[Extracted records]
# # #

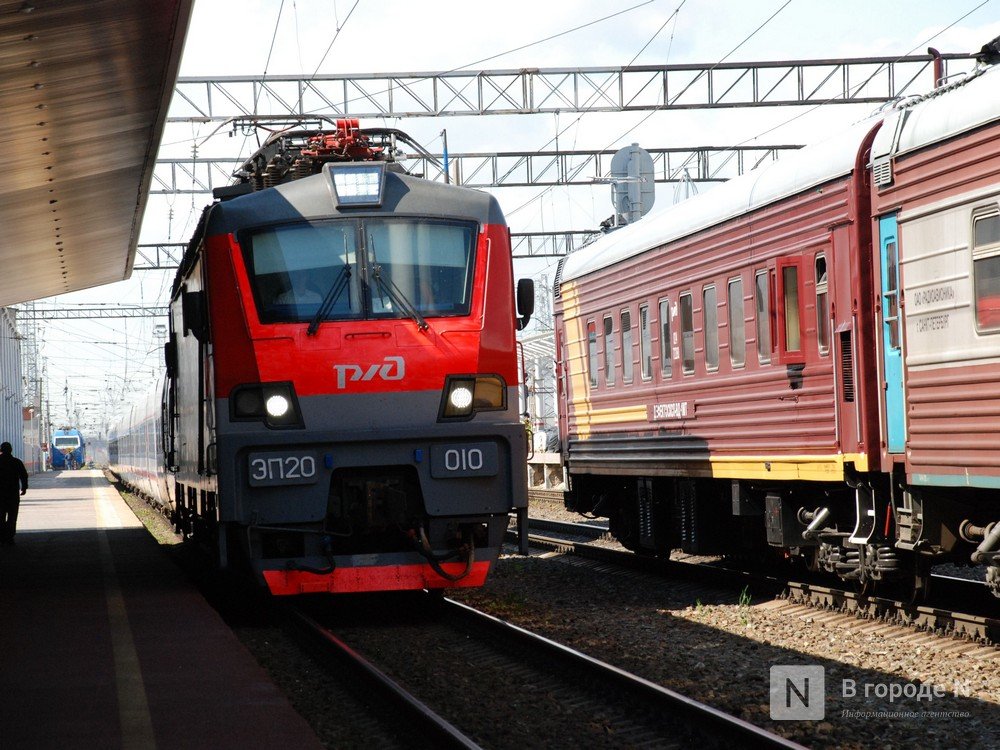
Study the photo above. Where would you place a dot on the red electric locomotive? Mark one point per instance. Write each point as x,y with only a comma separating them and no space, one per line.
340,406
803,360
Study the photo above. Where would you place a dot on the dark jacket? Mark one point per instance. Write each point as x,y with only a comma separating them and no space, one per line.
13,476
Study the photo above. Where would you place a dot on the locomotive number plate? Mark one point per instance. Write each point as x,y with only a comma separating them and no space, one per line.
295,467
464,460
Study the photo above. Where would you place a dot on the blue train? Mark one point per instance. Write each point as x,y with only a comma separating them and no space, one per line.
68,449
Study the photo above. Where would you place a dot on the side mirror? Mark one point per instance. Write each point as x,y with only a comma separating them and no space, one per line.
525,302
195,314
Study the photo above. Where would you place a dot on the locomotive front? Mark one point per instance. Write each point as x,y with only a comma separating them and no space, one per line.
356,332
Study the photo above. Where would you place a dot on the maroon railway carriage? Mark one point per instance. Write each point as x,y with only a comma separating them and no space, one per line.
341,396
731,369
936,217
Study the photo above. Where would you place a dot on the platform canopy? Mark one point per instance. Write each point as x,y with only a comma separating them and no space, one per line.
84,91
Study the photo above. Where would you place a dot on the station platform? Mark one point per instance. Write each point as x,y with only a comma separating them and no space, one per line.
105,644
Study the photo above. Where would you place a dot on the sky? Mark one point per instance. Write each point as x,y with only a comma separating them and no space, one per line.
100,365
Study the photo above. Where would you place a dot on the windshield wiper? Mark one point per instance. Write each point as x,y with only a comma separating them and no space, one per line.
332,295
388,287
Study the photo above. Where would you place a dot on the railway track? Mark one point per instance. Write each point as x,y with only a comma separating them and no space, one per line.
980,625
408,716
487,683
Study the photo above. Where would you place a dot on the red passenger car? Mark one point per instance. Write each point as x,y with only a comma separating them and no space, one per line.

# # #

Task objective:
Repeat each line above exactly. The pictures stay out.

Task output:
Study the photo above. Where would you place a dot on the red electric locomotive? Mark one point per instance. Write each point as x,y with only a comma separating them and no space, one per line.
340,406
803,360
Study the photo above. Where would you place a dot on the dark jacket? Mark one point per instance. Write each point as x,y with only a comma separating them and no space, one per line.
13,476
Study the photo above. Where would you place a dot on the locomotive number plate? Mark one point per instance. Write each point as x,y with only a comma separating them and no space, one per line.
295,467
464,460
Study the photo above. Where would you place a dot on the blue train? Mark one point per instance. Write each point as x,y with only a comma separating them and no space, one per line.
68,449
Study the photo above. Where would you place a dot on the side mirror? Mark one point per instance. Write each point as x,y with only a comma separating them and no space, one per line.
525,302
195,314
Study the photo above. Where would you place a dot on the locomotive front? Mark one point per instance. Write each point as x,y with only a comma separating them and no space, one per line.
356,332
Study the photo above. Where would you place a dot on the maroon railway carriage? Mark one point per instance. Write each point as x,y with only a comma separating them and no space, one per line.
341,396
731,369
936,217
Study the photo above. Where would you place a dot on the platform canopy? Mark one point per instance. Write each point as x,y with only a comma separating them and no space, one per line.
84,91
Study the photo above. Where would you place a dot on the station platform? Mark one point per instance. Write each point as x,y with only a comma separating them and no space, one per line.
105,644
Study the photo above. Where would you place a dot on the sky? Mark one point per instance. Write each point as x,y with only a comma separating them and no space, one per line.
100,365
Study the photo above. Where would you place a dot on the windshield wiper? Mark one point per instance. Write each point as x,y with only a comma separating them and no space, one per line.
332,295
388,287
Study the photo above. Where would you place a dot on the railway track? Mark one point per instance. Write each point as x,y with only a comma separating them and no space, one per line.
980,625
408,716
487,683
Study the photo above. Where would you place a dot on the red passenger car? Mark one point per instance. Write each point as x,y with only a comma separating them and no space, one per line.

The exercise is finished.